Output only the lines of the records below that start at the line containing "Reviewer note: check that each instance of the black" and end with the line containing "Target: black pants", reproducing each one word for word.
— START Recorded data —
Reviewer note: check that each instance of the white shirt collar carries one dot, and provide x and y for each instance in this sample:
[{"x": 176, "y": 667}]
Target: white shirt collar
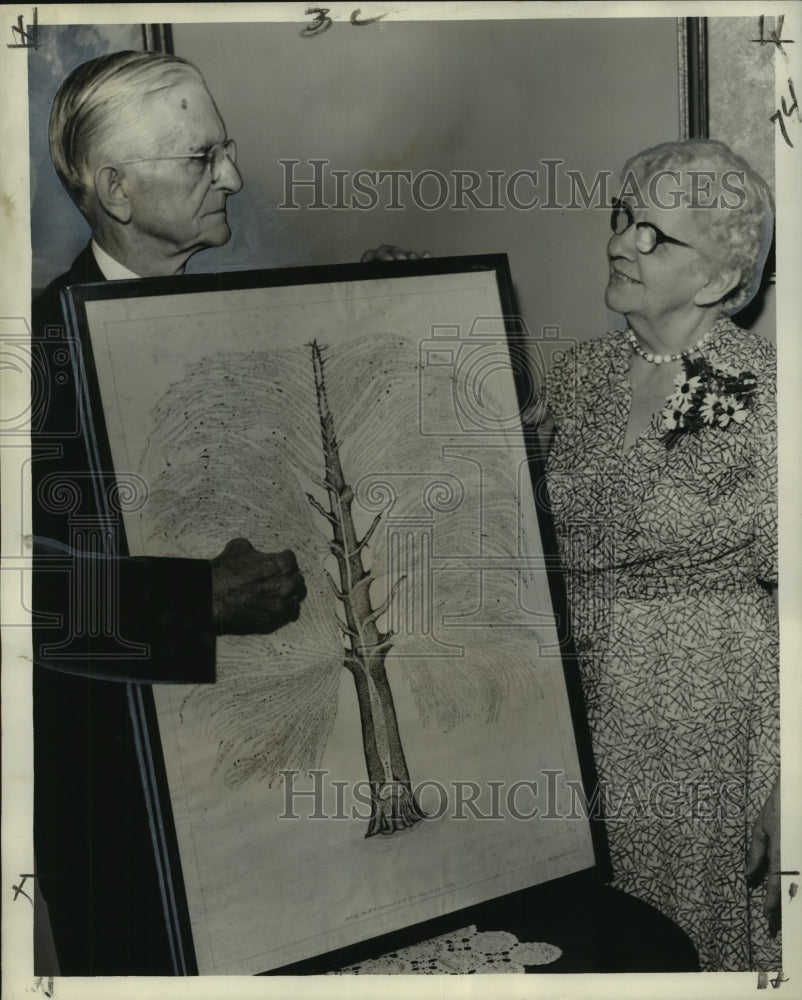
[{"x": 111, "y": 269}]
— END Recorded data —
— START Recorded data —
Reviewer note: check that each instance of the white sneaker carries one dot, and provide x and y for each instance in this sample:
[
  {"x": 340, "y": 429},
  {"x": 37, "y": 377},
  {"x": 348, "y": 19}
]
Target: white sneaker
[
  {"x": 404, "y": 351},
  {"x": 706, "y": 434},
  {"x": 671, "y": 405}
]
— END Recorded data —
— START Recorded data —
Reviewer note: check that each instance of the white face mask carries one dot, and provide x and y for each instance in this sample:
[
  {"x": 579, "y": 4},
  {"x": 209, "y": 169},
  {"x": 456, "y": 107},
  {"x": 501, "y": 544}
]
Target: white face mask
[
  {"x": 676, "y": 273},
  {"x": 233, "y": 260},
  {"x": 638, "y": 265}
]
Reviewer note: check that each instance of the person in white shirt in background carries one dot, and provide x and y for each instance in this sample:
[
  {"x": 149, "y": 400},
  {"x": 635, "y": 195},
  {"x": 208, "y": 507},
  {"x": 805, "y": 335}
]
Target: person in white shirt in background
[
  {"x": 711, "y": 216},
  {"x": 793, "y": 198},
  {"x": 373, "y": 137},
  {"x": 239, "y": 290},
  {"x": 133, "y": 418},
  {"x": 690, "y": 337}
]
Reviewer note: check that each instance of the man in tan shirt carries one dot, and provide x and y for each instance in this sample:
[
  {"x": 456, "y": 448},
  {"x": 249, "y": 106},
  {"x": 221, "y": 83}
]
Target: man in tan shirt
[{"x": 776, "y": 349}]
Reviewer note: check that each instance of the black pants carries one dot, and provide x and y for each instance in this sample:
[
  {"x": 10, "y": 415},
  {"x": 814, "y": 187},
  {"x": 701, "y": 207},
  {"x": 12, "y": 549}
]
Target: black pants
— END Recorded data —
▶ **Completed task**
Reviewer note: check that each instance of the black pants carries one dot, and provide x and y for each instance in this sample:
[
  {"x": 10, "y": 415},
  {"x": 814, "y": 187},
  {"x": 701, "y": 207},
  {"x": 12, "y": 549}
]
Target: black pants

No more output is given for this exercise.